**What is asked:** Lay out every line of the listing below as a Markdown table with two columns, No. and Entry, giving each line its row number and leaving out any blank lines.
# # #
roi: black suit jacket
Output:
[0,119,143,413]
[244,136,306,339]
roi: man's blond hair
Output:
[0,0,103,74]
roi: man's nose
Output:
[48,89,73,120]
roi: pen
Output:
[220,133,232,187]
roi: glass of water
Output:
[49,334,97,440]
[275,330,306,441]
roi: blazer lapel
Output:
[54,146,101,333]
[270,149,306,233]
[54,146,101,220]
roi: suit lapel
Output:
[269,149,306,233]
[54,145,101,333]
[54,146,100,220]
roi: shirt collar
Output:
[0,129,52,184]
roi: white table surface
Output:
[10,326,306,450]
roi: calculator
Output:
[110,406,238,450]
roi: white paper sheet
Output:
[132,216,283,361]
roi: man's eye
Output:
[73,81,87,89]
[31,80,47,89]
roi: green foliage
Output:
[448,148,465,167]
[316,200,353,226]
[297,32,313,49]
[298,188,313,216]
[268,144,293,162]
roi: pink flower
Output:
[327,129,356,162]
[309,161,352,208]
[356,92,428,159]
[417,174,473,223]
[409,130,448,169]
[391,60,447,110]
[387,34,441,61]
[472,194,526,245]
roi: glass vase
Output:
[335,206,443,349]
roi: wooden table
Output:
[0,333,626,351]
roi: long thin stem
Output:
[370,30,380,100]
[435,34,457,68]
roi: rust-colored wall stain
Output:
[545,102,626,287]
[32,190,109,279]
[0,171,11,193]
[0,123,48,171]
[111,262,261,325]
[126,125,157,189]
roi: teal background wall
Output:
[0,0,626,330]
# # #
**Answer for this exercise:**
| No. | Entry |
|---|---|
| 1 | roi: black suit jacket |
| 2 | Output: |
| 3 | [0,119,143,413] |
| 4 | [244,136,306,339] |
| 5 | roi: man's blond hair |
| 6 | Output: |
| 7 | [0,0,103,74] |
| 8 | roi: man's nose |
| 9 | Output: |
| 10 | [48,89,73,120] |
| 11 | roi: pen |
| 12 | Output: |
| 13 | [220,133,232,187] |
| 14 | roi: glass of water |
| 15 | Output: |
| 16 | [49,334,97,440] |
| 17 | [275,330,306,441] |
| 18 | roi: blazer lapel |
| 19 | Output: |
| 20 | [54,146,101,333] |
| 21 | [270,149,306,233] |
| 22 | [54,146,101,220] |
| 23 | roi: suit lapel |
| 24 | Output: |
| 25 | [269,149,306,233] |
| 26 | [54,145,101,333] |
| 27 | [54,146,100,220] |
| 28 | roi: shirt collar |
| 29 | Output: |
| 30 | [0,129,52,184] |
| 31 | roi: white table surface |
| 32 | Output: |
| 33 | [10,326,306,450] |
| 34 | roi: calculator |
| 35 | Output: |
| 36 | [110,406,238,450] |
| 37 | roi: white paper sheet |
| 38 | Output: |
| 39 | [132,216,283,361] |
| 40 | roi: man's eye |
| 41 | Output: |
| 42 | [73,81,87,89] |
| 43 | [31,80,47,89] |
| 44 | roi: green foliage |
| 45 | Output: |
| 46 | [448,148,465,167] |
| 47 | [316,200,353,226] |
| 48 | [297,32,313,49] |
| 49 | [298,188,313,216] |
| 50 | [268,144,293,162] |
| 51 | roi: pink flower |
| 52 | Output: |
| 53 | [327,129,356,162] |
| 54 | [309,161,352,208] |
| 55 | [356,92,428,159] |
| 56 | [417,174,473,223] |
| 57 | [409,130,448,169] |
| 58 | [391,60,447,110] |
| 59 | [387,34,441,61] |
| 60 | [472,194,526,245] |
| 61 | roi: glass vase |
| 62 | Output: |
| 63 | [335,206,443,349] |
| 64 | roi: wooden table |
| 65 | Output: |
| 66 | [0,333,626,351] |
| 67 | roi: long thin stem |
| 68 | Output: |
| 69 | [370,30,380,100] |
| 70 | [435,34,457,68] |
| 71 | roi: rust-colored wall stain |
| 72 | Output: |
| 73 | [545,102,626,287] |
| 74 | [32,190,109,279] |
| 75 | [0,171,11,193] |
| 76 | [0,123,48,171] |
| 77 | [111,262,261,325] |
| 78 | [126,125,157,189] |
| 79 | roi: teal background wall |
| 80 | Output: |
| 81 | [0,0,626,330] |